» About this exercise
Word for word, return the lines from the start of the entries below through the line that has "Query: electrical outlet".

» Materials provided

........

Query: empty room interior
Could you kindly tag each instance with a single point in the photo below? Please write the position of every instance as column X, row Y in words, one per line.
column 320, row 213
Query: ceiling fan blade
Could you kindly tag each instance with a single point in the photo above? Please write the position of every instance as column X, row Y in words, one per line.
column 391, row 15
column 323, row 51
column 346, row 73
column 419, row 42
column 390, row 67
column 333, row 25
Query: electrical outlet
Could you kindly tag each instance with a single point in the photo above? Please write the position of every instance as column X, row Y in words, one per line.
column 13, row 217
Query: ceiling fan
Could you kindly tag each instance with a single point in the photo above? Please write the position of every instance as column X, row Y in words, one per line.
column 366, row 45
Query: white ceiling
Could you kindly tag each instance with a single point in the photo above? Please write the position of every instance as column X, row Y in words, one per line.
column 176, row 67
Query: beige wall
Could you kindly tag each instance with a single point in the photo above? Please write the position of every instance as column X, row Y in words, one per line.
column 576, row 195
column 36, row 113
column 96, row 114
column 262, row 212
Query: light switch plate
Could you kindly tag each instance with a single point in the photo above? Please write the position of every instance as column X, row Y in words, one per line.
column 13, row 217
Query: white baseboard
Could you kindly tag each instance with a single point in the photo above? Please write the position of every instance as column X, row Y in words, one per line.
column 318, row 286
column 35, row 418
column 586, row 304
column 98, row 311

........

» Reply
Query: empty room interior
Could you kindly tag each instance with a single point in the photo below? Please write the position of every instance as column X, row Y in words, one per line.
column 320, row 213
Query: ceiling fan blade
Could you kindly tag each instance with a single point in the photo above? Please write the position of every instance as column X, row Y in words, one per line.
column 391, row 15
column 323, row 51
column 346, row 73
column 419, row 42
column 390, row 67
column 333, row 25
Query: electrical outlet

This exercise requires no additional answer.